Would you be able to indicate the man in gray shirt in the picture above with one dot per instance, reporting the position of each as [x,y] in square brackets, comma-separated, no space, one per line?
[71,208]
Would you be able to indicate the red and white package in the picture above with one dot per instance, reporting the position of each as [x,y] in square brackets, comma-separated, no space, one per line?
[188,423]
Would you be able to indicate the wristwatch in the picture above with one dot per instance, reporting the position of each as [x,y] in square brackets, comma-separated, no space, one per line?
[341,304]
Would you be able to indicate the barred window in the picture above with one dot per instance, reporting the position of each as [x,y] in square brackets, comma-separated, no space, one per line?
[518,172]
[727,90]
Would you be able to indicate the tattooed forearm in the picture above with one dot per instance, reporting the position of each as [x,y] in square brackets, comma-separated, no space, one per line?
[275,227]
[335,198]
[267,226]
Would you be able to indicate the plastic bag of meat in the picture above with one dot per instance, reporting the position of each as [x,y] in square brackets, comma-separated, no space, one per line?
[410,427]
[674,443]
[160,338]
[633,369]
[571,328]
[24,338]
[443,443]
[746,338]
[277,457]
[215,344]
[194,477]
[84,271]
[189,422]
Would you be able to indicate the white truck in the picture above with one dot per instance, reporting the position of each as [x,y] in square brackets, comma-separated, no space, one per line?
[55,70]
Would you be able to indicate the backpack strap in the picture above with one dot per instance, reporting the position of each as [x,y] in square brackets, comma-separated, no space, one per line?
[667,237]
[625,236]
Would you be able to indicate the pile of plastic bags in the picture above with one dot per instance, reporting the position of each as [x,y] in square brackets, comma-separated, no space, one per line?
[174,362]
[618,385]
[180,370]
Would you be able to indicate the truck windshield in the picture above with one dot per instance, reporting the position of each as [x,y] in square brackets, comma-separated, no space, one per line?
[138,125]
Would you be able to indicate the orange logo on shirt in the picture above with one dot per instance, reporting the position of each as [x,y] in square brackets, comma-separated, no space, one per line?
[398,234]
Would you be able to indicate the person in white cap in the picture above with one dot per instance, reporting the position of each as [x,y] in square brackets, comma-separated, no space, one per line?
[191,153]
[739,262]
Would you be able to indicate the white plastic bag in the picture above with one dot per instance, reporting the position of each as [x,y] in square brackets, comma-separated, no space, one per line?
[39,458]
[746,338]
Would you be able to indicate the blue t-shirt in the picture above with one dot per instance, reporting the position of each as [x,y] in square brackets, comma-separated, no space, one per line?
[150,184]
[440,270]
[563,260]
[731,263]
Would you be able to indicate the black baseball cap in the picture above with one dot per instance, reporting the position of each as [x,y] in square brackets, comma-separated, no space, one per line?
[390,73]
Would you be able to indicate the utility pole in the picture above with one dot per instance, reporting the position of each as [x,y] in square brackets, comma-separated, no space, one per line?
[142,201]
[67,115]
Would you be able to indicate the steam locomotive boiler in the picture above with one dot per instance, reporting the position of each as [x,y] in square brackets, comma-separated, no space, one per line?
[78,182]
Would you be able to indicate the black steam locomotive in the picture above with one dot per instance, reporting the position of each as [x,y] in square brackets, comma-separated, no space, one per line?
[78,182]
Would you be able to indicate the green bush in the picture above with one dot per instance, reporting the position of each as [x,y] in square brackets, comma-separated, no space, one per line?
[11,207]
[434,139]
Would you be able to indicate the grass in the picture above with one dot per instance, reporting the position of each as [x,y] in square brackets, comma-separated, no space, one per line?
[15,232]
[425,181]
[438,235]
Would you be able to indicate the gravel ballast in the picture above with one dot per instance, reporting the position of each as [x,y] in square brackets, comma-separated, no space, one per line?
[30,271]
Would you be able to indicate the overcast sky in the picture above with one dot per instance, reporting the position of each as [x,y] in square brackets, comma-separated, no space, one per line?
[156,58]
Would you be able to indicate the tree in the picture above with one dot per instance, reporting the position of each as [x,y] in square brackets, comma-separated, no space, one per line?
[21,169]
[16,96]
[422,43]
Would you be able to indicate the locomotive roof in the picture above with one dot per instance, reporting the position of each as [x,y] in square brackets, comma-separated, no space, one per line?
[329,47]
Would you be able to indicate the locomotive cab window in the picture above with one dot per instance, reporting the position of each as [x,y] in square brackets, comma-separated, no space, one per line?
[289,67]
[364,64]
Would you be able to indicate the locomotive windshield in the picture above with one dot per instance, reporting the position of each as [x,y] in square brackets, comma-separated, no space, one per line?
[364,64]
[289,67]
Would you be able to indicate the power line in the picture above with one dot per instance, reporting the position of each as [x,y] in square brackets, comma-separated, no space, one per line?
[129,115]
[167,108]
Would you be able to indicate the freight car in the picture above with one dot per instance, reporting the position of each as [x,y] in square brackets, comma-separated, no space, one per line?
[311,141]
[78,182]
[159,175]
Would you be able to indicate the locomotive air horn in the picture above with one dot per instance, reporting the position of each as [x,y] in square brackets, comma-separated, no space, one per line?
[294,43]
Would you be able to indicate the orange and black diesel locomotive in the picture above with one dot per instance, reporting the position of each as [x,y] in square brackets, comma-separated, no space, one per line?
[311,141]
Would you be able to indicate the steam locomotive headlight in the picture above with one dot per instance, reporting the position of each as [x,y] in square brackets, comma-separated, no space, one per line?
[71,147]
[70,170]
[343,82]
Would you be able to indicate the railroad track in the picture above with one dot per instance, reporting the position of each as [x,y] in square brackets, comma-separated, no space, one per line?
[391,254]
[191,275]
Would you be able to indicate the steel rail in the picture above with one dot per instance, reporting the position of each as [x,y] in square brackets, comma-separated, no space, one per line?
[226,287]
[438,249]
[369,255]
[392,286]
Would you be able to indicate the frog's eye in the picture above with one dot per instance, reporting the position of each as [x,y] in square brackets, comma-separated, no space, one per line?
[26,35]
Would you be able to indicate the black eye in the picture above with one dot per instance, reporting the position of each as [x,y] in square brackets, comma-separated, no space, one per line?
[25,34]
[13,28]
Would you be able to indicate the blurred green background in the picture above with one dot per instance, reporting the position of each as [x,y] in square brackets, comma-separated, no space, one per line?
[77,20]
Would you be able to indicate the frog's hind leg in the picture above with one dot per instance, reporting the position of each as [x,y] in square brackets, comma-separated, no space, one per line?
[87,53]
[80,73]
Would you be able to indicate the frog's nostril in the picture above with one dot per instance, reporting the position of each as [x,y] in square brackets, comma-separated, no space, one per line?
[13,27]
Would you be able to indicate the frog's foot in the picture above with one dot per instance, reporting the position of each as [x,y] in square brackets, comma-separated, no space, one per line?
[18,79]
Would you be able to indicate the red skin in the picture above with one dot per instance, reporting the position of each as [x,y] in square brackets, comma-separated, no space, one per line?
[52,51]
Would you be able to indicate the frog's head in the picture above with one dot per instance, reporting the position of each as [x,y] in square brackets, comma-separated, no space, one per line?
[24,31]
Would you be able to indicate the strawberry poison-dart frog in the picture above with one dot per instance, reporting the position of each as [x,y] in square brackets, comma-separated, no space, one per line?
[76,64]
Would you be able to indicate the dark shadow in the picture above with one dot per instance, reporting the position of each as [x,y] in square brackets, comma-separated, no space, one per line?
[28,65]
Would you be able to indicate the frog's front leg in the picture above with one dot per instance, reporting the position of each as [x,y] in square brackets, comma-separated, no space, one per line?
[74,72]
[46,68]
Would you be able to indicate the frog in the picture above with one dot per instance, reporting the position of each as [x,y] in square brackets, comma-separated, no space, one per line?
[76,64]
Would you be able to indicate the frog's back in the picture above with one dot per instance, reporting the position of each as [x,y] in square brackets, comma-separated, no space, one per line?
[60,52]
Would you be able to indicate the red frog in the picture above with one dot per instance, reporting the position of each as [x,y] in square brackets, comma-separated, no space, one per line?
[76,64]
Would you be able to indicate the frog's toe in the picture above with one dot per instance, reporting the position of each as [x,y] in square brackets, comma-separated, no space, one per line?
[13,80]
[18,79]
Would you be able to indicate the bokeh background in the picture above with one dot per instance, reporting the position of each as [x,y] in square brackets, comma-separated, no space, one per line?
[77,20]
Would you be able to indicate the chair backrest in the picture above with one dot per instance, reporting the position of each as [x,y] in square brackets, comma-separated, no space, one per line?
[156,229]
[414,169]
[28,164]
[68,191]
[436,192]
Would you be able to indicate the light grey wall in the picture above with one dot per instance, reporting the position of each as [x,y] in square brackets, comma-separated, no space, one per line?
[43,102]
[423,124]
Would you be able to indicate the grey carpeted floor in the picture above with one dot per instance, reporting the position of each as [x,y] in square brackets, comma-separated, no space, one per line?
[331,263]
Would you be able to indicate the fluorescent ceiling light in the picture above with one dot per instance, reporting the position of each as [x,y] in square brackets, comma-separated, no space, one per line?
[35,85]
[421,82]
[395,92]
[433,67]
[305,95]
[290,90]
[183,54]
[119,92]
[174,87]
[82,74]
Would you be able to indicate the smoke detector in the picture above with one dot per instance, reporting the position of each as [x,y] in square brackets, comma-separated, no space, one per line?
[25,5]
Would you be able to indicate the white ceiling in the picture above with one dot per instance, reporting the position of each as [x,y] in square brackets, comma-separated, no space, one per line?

TASK GOAL> Copy, without any change, the lines above from the one containing "Would you be able to indicate the fluorescent" to the end, both ends included. Add nothing else.

RESPONSE TO THIS TASK>
Would you be able to indicate the fluorescent ceiling light in the picture above with one dot per instance, reporting the position of each as [x,y] in square brackets, comma-separated, no space, one per line?
[35,85]
[421,82]
[395,92]
[433,67]
[305,95]
[290,90]
[183,54]
[119,92]
[174,87]
[82,74]
Would you be able to indicate the smoke detector in the picture above with one dot per instance, reporting the position of each as [x,y] in square brackets, comma-separated, no space, one per line?
[25,5]
Would you be able to indicate the white ceiling in the picture above with one dot per instance, reporting the position of each as [x,y] in square brackets, comma-separated, no space, one per line?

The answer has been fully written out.